◆ Job: Copy every line of the entries below word for word, but leave the pictures out.
......
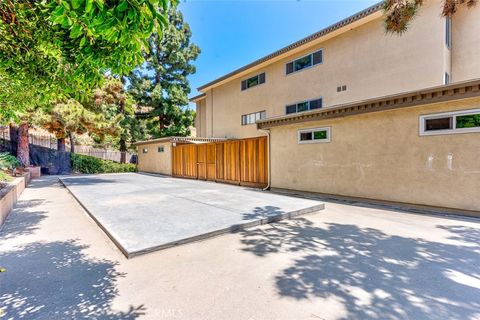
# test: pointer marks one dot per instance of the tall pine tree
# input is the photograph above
(160, 88)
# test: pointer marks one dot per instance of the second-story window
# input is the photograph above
(251, 118)
(305, 62)
(304, 106)
(253, 81)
......
◆ Response to the exercise:
# test: pointer marks one dot per instance of the tall pine tree
# input is the photograph above
(160, 88)
# test: pointer marks one dot per instance of the second-story window
# input is the photograph above
(251, 118)
(305, 62)
(304, 106)
(253, 81)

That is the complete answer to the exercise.